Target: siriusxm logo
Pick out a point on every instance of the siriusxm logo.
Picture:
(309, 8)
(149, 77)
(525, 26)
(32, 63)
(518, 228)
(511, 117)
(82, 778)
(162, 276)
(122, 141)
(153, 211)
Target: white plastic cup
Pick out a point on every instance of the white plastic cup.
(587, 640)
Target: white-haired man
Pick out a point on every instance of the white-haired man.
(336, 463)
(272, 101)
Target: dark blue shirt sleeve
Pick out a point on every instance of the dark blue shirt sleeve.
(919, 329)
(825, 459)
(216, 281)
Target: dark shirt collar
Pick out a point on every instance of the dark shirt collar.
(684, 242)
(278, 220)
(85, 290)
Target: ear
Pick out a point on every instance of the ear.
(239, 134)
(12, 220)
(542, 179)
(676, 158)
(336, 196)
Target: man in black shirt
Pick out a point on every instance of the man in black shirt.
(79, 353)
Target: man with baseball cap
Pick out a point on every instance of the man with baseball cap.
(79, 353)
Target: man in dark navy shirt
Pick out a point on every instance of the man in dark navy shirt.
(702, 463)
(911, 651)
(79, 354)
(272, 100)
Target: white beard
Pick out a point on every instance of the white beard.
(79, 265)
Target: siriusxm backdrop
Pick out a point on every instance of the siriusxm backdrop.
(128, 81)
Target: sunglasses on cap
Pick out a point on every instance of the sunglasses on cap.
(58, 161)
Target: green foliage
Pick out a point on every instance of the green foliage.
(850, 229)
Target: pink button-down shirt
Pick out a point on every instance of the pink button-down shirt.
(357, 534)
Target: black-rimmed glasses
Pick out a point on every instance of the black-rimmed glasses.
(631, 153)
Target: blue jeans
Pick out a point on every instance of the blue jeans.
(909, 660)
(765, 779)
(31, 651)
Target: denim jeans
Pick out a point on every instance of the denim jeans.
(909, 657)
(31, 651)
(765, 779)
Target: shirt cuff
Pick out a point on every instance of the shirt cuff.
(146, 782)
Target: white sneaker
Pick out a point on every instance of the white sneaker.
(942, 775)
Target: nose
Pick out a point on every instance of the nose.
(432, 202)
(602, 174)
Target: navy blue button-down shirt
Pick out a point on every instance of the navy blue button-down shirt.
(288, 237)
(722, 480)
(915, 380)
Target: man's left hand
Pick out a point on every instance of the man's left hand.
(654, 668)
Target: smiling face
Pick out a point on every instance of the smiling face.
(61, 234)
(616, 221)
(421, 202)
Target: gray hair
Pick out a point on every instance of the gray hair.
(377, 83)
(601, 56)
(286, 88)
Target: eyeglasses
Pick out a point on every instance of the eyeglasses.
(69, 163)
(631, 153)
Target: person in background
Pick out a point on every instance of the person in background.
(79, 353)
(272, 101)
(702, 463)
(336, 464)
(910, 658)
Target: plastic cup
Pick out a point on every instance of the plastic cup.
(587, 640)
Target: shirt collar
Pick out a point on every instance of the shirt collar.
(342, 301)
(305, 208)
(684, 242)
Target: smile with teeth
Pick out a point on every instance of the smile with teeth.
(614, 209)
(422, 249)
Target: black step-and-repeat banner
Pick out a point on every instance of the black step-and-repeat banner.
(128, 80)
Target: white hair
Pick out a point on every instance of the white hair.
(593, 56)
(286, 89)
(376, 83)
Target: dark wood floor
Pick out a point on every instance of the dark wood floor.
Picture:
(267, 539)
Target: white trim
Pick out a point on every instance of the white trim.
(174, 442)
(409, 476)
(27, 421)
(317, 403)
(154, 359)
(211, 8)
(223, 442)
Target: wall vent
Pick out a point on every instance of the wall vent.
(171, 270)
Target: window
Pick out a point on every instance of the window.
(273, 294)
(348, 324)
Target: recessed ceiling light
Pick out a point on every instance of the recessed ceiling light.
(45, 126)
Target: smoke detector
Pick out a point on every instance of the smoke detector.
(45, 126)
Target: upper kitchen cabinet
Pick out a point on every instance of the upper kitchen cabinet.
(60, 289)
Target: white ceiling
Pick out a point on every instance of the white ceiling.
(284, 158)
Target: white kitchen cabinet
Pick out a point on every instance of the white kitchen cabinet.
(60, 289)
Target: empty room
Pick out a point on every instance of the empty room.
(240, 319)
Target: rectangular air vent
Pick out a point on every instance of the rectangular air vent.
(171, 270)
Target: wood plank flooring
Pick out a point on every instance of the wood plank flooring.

* PROBLEM
Reproduce all of the data above verbatim, line by line.

* CORRECT OUTPUT
Target: siriusxm logo
Pick out a point on every instance of the siriusxm logo.
Picture:
(309, 8)
(149, 77)
(525, 26)
(32, 63)
(518, 228)
(511, 117)
(82, 778)
(162, 276)
(122, 141)
(153, 211)
Target: white plastic cup
Pick out a point on every instance of the white plastic cup.
(587, 640)
Target: white-haired man
Pick out a point on every instance of the white-haired man.
(336, 463)
(272, 101)
Target: dark blue shirt sleeve
Pick out a point on every instance of the dark blue shirt sleeve.
(919, 329)
(825, 459)
(216, 281)
Target: dark shirt collar
Pick out a point on every instance of the dark shirt collar.
(684, 242)
(278, 220)
(85, 290)
Target: ear
Pick out a point on every instance of the ear.
(239, 134)
(12, 220)
(542, 179)
(676, 158)
(336, 196)
Target: man in black shirt
Pick out a point on every instance of the man in black shirt.
(79, 353)
Target: man with baseball cap
Pick out a point on every instance of the man with baseball cap.
(79, 353)
Target: man in dark navy shirt
Pick out a point on every instance of the man in dark navy shirt.
(702, 463)
(911, 651)
(79, 354)
(272, 100)
Target: white beard
Pick out a point on every instance of the white beard.
(79, 265)
Target: siriusxm backdrop
Pick out a point on every instance of the siriusxm backdrop.
(128, 81)
Target: sunglasses on cap
Pick out a point on every instance of the sunglasses on cap.
(58, 161)
Target: green foliage
Pick out a point on every instance of the green foliage.
(850, 229)
Target: pink button-down shirt
Pick out a point on every instance of the pink button-down shirt.
(357, 534)
Target: black-rimmed glasses
Pick out a point on every instance of the black-rimmed glasses.
(631, 153)
Target: blue jeans
Pick out a point on every instance of the blue jeans.
(909, 660)
(765, 779)
(31, 651)
Target: denim jeans
Pick out a point on every instance of the denim jeans.
(909, 657)
(31, 651)
(765, 779)
Target: shirt cuff
Pick out a point on every instance of the shirt cuff.
(146, 782)
Target: white sneaker
Pick out a point on every instance of the white sneaker.
(942, 775)
Target: nose
Pick out a point on every instance of the nose.
(432, 202)
(602, 174)
Target: navy blue button-down shirt
Pick out a point on every instance of the navy blue button-down shirt.
(288, 237)
(722, 480)
(915, 380)
Target: man's left hand
Pick out a point on every instance of the man's left hand.
(654, 668)
Target: smiling face
Pick out a point on every instance of the smiling face.
(61, 234)
(616, 221)
(421, 202)
Target: gray hair
Pick out a point on every instance of the gray hair.
(377, 83)
(601, 56)
(286, 88)
Target: eyeglasses
Pick out a point on every instance of the eyeglasses.
(69, 163)
(631, 153)
Target: person in background
Pick out a point on every instance of the person in background.
(79, 353)
(272, 101)
(702, 463)
(336, 464)
(910, 658)
Target: plastic cup
Pick out a point on every instance of the plastic cup.
(587, 640)
Target: shirt collar
Pick out a point on every instance of the shirt collar.
(342, 301)
(305, 208)
(684, 242)
Target: smile with teeth
Pick out a point on every instance of the smile with teeth.
(614, 209)
(422, 249)
Target: black step-and-repeat banner
Pick out a point on every instance of the black step-and-repeat banner.
(128, 80)
Target: white hair
Pick out a point on every instance of the white hair.
(593, 56)
(286, 89)
(376, 83)
Target: dark wood floor
Pick out a point on every instance of the dark wood floor.
Picture:
(267, 539)
Target: white trim
Pick out a point on every instance of the white trim.
(174, 442)
(409, 476)
(27, 421)
(317, 403)
(154, 359)
(211, 8)
(223, 442)
Target: wall vent
Pick out a point on every instance of the wall vent.
(171, 270)
Target: window
Pick out a point on every instance of the window.
(273, 294)
(348, 324)
Target: recessed ceiling light
Pick out a point on every instance of the recessed ceiling light.
(45, 126)
Target: smoke detector
Pick out a point on every instance of the smoke detector.
(45, 126)
Target: upper kitchen cabinet
Pick out a point on every instance of the upper kitchen cabinet.
(60, 289)
Target: white ceiling
Pick out a point on every instance of the white ceiling.
(284, 158)
Target: white kitchen cabinet
Pick out a point on every instance of the white kitchen cabinet.
(60, 289)
Target: empty room
Pick out a point on every instance of the empty room.
(240, 319)
Target: rectangular air vent
Pick out a point on every instance of the rectangular air vent.
(171, 270)
Target: wood plank flooring
Pick out a point on every instance of the wood plank flooring.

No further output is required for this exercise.